● Exercise aim:
Rewrite the data below as a Markdown table with the columns Row and Line, leaving out blank lines. Begin at the line that contains "[tag] side panel (a dot for each instance)" and stop after the line that contains "Target: side panel".

Dataset rows showing where objects appear:
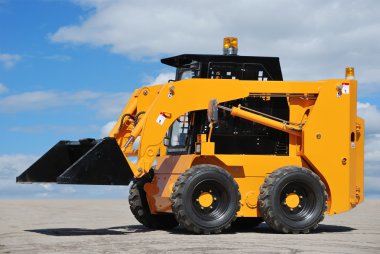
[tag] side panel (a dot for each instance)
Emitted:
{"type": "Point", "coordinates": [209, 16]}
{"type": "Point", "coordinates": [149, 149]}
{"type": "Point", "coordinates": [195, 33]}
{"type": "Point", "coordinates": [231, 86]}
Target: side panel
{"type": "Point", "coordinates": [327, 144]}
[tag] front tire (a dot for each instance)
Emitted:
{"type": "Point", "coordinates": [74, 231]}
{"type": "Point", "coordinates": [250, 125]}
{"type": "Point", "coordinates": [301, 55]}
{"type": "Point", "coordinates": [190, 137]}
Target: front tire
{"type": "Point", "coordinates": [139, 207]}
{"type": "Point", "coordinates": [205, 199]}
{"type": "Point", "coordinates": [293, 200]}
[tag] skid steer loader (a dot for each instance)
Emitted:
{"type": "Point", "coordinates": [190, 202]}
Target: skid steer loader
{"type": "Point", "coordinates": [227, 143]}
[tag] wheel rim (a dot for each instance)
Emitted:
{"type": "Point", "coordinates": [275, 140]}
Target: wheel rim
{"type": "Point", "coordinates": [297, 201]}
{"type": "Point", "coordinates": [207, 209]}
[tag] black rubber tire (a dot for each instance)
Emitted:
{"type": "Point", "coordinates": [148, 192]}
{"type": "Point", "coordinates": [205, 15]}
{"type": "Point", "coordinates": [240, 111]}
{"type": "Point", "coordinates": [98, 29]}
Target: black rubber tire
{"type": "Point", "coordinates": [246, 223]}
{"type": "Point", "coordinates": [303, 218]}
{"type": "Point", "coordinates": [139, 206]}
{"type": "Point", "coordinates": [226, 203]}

* * *

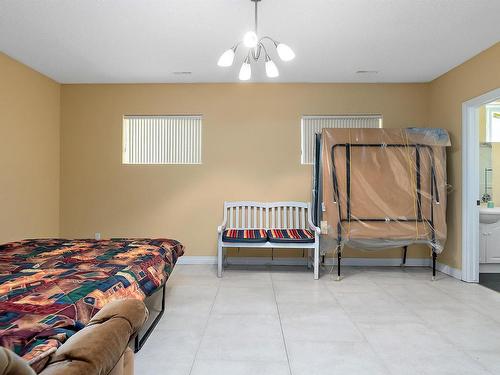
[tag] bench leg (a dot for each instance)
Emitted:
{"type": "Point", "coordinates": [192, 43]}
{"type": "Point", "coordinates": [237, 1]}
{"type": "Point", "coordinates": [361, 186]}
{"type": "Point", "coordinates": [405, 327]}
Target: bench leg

● Response to this exercise:
| Row | Line |
|---|---|
| 1 | [tag] side panel (a dot for each instance) |
| 2 | Emitted: |
| 3 | {"type": "Point", "coordinates": [209, 16]} |
| 4 | {"type": "Point", "coordinates": [149, 149]} |
| 5 | {"type": "Point", "coordinates": [195, 33]} |
| 6 | {"type": "Point", "coordinates": [231, 86]} |
| 7 | Target: side panel |